=== Begin Enclosure ===
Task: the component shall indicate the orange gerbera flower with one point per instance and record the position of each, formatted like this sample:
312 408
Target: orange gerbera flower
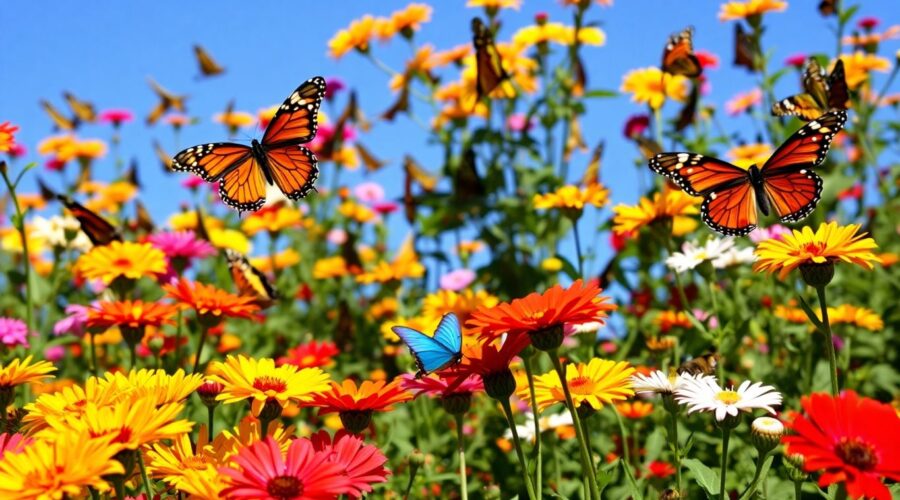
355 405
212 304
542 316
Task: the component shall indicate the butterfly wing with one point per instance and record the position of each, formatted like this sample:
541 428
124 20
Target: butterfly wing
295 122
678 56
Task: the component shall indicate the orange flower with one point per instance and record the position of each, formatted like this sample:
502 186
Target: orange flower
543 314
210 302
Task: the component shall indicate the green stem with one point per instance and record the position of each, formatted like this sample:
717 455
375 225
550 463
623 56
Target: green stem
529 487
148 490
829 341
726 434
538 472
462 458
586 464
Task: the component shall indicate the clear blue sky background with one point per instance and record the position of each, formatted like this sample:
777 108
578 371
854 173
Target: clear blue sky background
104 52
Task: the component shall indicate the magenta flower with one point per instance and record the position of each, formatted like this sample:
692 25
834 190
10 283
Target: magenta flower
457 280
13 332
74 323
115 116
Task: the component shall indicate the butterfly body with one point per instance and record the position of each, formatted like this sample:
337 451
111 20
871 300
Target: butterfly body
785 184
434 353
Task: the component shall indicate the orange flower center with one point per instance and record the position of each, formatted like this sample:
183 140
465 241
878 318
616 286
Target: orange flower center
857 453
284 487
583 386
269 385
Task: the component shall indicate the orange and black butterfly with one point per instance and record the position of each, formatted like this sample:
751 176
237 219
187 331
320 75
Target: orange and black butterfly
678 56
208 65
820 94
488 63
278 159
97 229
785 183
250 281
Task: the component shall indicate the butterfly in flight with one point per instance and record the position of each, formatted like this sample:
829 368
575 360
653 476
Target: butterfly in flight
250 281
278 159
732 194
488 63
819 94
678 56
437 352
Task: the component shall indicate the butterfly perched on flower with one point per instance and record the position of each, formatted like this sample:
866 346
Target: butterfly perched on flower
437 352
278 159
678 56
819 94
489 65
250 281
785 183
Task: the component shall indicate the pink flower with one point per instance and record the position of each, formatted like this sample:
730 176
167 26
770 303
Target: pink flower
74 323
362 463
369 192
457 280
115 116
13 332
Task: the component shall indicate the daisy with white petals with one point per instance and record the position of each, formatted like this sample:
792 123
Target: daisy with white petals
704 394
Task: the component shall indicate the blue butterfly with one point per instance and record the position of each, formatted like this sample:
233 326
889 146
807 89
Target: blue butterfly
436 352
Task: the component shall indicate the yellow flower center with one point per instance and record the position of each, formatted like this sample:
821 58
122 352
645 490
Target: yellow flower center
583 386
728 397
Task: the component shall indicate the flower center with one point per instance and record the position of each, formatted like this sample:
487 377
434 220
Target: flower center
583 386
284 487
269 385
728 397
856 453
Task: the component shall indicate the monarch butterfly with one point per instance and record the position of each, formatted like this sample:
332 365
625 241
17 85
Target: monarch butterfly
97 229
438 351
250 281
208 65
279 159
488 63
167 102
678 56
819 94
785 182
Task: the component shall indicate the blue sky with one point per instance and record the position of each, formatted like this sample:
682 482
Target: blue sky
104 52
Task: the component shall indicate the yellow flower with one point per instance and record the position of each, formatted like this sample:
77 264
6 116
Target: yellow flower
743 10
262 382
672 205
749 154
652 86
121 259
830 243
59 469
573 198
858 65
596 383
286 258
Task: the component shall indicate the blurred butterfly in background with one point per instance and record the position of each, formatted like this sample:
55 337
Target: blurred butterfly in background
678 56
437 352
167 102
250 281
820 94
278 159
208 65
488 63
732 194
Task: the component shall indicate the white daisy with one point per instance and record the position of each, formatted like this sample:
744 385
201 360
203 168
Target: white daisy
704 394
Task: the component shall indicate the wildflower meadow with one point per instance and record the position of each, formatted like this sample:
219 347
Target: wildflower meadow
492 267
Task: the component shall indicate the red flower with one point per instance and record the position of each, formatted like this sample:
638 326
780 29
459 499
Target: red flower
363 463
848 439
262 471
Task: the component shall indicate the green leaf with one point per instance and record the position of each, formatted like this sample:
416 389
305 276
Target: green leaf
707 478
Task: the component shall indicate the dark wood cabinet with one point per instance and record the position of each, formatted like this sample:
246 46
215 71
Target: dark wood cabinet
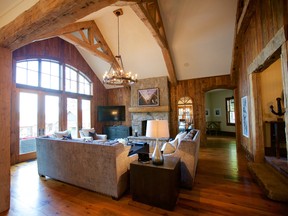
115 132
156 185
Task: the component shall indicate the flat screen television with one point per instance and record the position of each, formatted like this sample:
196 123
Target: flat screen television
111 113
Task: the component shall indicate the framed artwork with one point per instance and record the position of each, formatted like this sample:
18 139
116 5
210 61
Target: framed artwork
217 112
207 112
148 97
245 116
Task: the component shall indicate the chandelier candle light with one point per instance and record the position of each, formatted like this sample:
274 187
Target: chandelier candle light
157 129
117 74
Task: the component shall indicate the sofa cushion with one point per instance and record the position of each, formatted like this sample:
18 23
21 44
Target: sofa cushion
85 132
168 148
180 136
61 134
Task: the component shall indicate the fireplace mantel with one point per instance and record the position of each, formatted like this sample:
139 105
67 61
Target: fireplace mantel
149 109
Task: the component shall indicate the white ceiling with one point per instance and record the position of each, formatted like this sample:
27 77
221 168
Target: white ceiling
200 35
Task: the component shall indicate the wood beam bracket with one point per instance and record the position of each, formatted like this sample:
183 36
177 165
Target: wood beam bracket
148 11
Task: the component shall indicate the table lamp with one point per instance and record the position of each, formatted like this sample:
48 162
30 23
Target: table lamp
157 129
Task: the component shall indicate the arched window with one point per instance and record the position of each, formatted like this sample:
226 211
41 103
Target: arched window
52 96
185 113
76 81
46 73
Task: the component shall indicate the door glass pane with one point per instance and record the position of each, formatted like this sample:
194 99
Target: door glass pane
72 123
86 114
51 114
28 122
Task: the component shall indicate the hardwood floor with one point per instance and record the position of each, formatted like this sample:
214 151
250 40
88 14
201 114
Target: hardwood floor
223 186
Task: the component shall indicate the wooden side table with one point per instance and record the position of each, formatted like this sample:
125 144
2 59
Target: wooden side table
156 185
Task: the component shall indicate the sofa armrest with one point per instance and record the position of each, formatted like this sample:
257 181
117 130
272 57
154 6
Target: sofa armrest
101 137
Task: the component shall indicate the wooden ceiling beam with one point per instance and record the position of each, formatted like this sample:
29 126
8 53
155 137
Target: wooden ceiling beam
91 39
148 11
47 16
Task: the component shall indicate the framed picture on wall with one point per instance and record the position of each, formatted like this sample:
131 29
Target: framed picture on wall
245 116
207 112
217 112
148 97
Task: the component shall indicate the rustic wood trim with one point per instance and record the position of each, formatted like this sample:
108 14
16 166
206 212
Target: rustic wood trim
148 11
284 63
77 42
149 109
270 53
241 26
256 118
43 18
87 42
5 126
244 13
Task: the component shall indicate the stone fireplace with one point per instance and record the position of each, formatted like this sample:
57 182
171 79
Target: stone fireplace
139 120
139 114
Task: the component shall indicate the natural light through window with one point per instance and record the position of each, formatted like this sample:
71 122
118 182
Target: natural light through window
=== End Enclosure ===
• Exercise objective
Word for word, repeat the material above and drop the pictures.

• Exercise answer
Task: the component shall indicate the orange gerbera flower with one point per instance and record the position of each, formatted like this sample:
312 408
Target: orange gerbera flower
355 405
212 304
542 316
Task: the component shall indicate the butterfly wing with one point per instance and record the position of each, formatted like this sample:
541 428
124 20
Target: butterfly wing
295 122
678 56
Task: the component shall indicate the orange flower with one point per instance and record the position of each, formatted like this sample:
502 186
Target: orange flower
543 314
210 302
Task: the component shall indicate the green stem with one point per instance and record the position of each, formatted like this sample:
717 455
375 225
550 463
623 56
Target: green stem
529 487
148 490
829 341
726 434
538 472
462 458
586 464
Task: the component shall indicate the clear blue sky background with one point per instance and record the position of each, formatted like this sample:
777 108
578 371
854 173
Target: clear blue sky background
104 52
Task: the component shall indicate the magenta flower with one point per instance and record the position of each, formatted like this sample:
692 25
834 190
10 283
Target: magenta flower
457 280
13 332
74 323
115 116
Task: the component shall indicate the butterfly body with one point per instance and record the position of each, formatted like this sample:
337 451
111 20
871 300
Target: butterfly body
785 184
434 353
Task: the component shall indicate the orange flower center with one point per instance and record the position of each, formatted like this sample:
183 140
465 241
878 318
616 286
Target: orange flower center
857 453
284 487
583 386
269 385
Task: the component shall indicate the orange and black butterfly with one point per instance and record the position of each, formatted like this sample:
751 176
237 219
187 331
320 75
Target: orange and black butterfly
678 56
208 65
820 94
488 63
278 159
97 229
785 183
250 281
Task: the component shall indicate the butterfly in flight with one point per instance and record the position of each, formatted like this sample:
829 368
575 360
653 476
Target: butterfly in flight
250 281
278 159
732 194
488 63
819 94
678 56
437 352
Task: the component shall indicate the butterfly perched on flower with one point per instance and record the position of each, formatted like this sample:
866 346
Target: butterfly perched on flower
437 352
278 159
678 56
819 94
489 65
250 281
785 183
Task: the component shall indicate the pink flower with one point per instance and record the position of each, formatted like this sample:
730 176
167 26
770 303
Target: pink flower
74 323
362 463
369 192
457 280
115 116
13 332
Task: the component shall indicate the daisy with white petals with one point per instance and record the position of each, formatted like this sample:
792 123
Target: daisy with white petals
704 394
Task: the component shall indicate the blue butterfly with one point per instance and record the position of each, formatted like this sample:
233 326
889 146
807 89
Target: blue butterfly
436 352
Task: the component shall indicate the yellow flower center with one point per instance and record the position of each, formatted like this sample:
821 58
122 352
645 490
Target: yellow flower center
583 386
728 397
Task: the component shall indicate the flower center with one point per instance and record the position of each, formatted like this sample:
487 377
434 220
Target: flower center
583 386
284 487
269 385
728 397
856 453
Task: the component shall indicate the monarch butterfly with one point per instance and record the position of each, formatted like this sample:
332 365
625 241
17 85
Target: monarch butterfly
97 229
438 351
250 281
208 65
279 159
488 63
167 102
678 56
819 94
785 182
Task: the component shall indicate the blue sky with one point per instance and record the position of each, formatted like this sample:
682 482
Target: blue sky
104 52
Task: the component shall indicate the yellow flower with one point per instance and record the position of each, formatted like this sample:
77 264
6 116
Target: yellow flower
743 10
262 382
672 205
749 154
652 86
121 259
830 243
59 469
573 198
858 65
596 383
286 258
Task: the component shall indicate the blurred butterfly in background with one point per instance and record the position of each, formatted like this sample:
55 337
Target: blurred butterfly in background
678 56
437 352
167 102
250 281
820 94
278 159
208 65
488 63
732 194
Task: the component shall indicate the white daisy with one point per instance and record the position of each, formatted like this sample:
744 385
201 360
203 168
Target: white daisy
704 394
Task: the component shall indicate the wildflower meadow with one point per instance and record the position of each, formatted like this sample:
219 347
Target: wildflower meadow
492 267
Task: the component shall indicate the red flower with one point per instance and record the position of each, formatted like this sample:
638 326
780 29
459 499
Target: red flower
363 463
848 439
262 471
Task: the component shall indicate the green leaf with one point per instance and record the position of each, formatted like this sample:
416 389
305 276
Target: green leaf
707 478
Task: the component shall indicate the dark wood cabinet with one point per instance and record the position of each, formatted like this sample:
246 46
215 71
Target: dark wood cabinet
115 132
156 185
Task: the component shall indicate the flat screen television with one point per instance and record the position of each, formatted like this sample:
196 123
Target: flat screen television
111 113
Task: the component shall indicate the framed artwork with one point per instance and record the position of each, formatted like this sample:
18 139
116 5
210 61
Target: framed artwork
217 112
207 112
148 97
245 116
Task: the component shall indicate the chandelier candle light with one point per instance and record the position of each, formatted like this sample:
274 187
Target: chandelier candle light
157 129
117 74
Task: the component shall indicate the sofa cushion with one point per instance and record the position of each, formatted like this sample:
18 23
21 44
Target: sofa cushion
85 132
168 148
180 136
61 134
Task: the component shall indicate the fireplace mantel with one point per instance and record the position of each, formatted like this sample:
139 105
67 61
Target: fireplace mantel
149 109
Task: the component shall indicate the white ceiling with one point per instance and record the position of each, formatted like this sample:
27 77
221 168
Target: white ceiling
200 35
Task: the component shall indicate the wood beam bracket with one point per instance and record the position of each, formatted like this sample:
183 36
177 165
Target: wood beam bracket
148 11
Task: the component shall indicate the table lamp with one point per instance and record the position of each, formatted like this sample:
48 162
30 23
Target: table lamp
157 129
Task: the component shall indicate the arched window with one point per instance and record the position of each, formatted like this sample:
226 211
41 103
Target: arched window
52 96
185 113
76 81
46 73
Task: the component shall indicate the door glass pane with one point per instance and record the position of each, formatted like this sample:
194 99
Target: door glass pane
72 123
86 114
51 114
28 122
Task: the component shall indicate the hardwood floor with one point per instance and record the position of each, formatted like this sample:
214 151
250 40
88 14
201 114
Target: hardwood floor
223 186
Task: the component shall indicate the wooden side table with one point per instance and record the position of each, formatted like this sample:
125 144
2 59
Target: wooden side table
156 185
Task: the component shall indicate the sofa armrest with one point per instance and record the position of each, formatted like this sample:
257 181
117 130
272 57
154 6
Target: sofa armrest
101 137
Task: the component shall indicate the wooden ceiling beam with one point per instance and record the position of each, formatted like this sample:
29 126
8 53
155 137
Target: wooden ceiling beam
91 39
148 11
47 16
Task: the component shall indicate the framed picture on wall with one point per instance and record the position of each, formatted like this sample:
131 29
Target: framed picture on wall
245 116
207 112
217 112
148 97
Task: the component shall indicate the rustic wood trim with one point per instance and record the position of each, formatted like this sample:
108 14
16 166
206 212
Target: rustic wood trim
148 11
284 63
77 42
149 109
270 53
241 26
256 118
43 18
87 42
5 126
244 13
Task: the component shall indicate the stone fireplace with one point per instance and record the position of each, formatted like this sample:
57 182
171 79
Target: stone fireplace
139 120
139 114
Task: the component shall indicate the natural light through window with one point per instance and record the position of each, formatted like this sample:
71 122
118 182
Target: natural light through window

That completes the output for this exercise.